▶ [Texto base]:

▽

Yo participé en los comentarios marginalmente, mi pensamiento andaba por los caminos del encuentro que tenía pendiente con Porro. Una discusión con un oficial en el cumplimiento de una acción de combate podía ser un lío gordo que arruinara mi misión. Dudaba si parlamentar o mantenerme en mis trece, postura que a la larga pensé que era la más correcta, yo tenía la razón y no tenía que arriar bandera.
En Tumena estuvimos hasta bien entrada la tarde, momento en que regresamos a nuestra base. Llegamos ya de noche y por suerte había comida caliente. Comí, me di un baño y para que mi dicha fuera completa, no tenía guardia hasta el otro día a las ocho de la mañana. Pude dormir casi seis horas de un tirón.
Bañado, afeitado y adolorido, entré de guardia en la casa de la Jefatura. Sobre las nueve de la mañana apareció Porro. Vino hacía mí, lo saludé de acuerdo al reglamento, y entramos en lo que se llamaría en el argot del boxeo, un cuerpo a cuerpo verbal:
Porro: ¿Usted es reservista?
Cueto: Sí Compañero Jefe de la Compañía de Ingenieros.
Porro: ¿Usted es militante de la UJC?
Cueto: Sí, este año cumplo diez años como militante.
Porro: ¿Usted sabe cual puede ser la sanción para un soldado que es militante y le faltó el respeto a un oficial durante un combate?
Cueto: No, pero pienso que debe ser algo menor que la que le corresponde a un oficial que es militante y le faltó el respeto a un subordinado en un combate.
Porro: Usted lo que es un jorocón y un fresco, mire yo voy a dejar el asunto aquí, pues ayer lo vi desempeñarse correctamente y todas las referencias que tengo de usted son muy buenas, pero lo prevengo de que no vuelva a chocar conmigo. ¿Está claro?
Cueto: Sí, está claro.
Ahí terminó la conversación y aquel incidente. Yo libré, pero el zapador del desmayo no tuvo tanta suerte; Porro se empecinó en la idea de que se había acobardado y lo transfirió a un punto cercano a la frontera con Zaire, donde el peligro más chiquito eran las serpientes, que en aquel lugar abundaban con una profusión tal, que se podía poner una enlatadora de carne de ofidios.
En cuanto a la prevención que me hizo de no volver a tropezar con él, desafortunadamente, no sirvió de nada, él tropezó conmigo. Meses después, ya en el Frente Sur de Angola, por una prepotencia suya, varios compañeros volvimos a chocar con él de mala manera.

△

▶ [Serie de ejercicios]:
- A) Extraiga del relato el fragmento que empieza con "Cueto: No, pero" y continúa hasta "en un combate.".
- B) Enumere todas las preguntas que Porro le dirige a Cueto en el relato.
- C) Según el relato, ¿a dónde transfirió Porro al zapador del desmayo?

▶ [Conjunto de registros]:
▽

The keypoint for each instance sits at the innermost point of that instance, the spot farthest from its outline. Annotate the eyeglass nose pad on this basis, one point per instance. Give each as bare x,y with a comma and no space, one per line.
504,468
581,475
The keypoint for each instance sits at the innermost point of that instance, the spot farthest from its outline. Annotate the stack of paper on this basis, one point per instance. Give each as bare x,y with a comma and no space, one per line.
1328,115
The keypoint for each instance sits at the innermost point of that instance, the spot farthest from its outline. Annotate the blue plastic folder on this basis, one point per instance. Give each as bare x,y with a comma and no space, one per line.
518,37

△

▶ [Soluciones]:
- A)
Cueto: No, pero pienso que debe ser algo menor que la que le corresponde a un oficial que es militante y le faltó el respeto a un subordinado en un combate.

- B)
¿Usted es reservista?
¿Usted es militante de la UJC?
¿Usted sabe cual puede ser la sanción para un soldado que es militante y le faltó el respeto a un oficial durante un combate?
¿Está claro?

- C) A un punto cercano a la frontera con Zaire.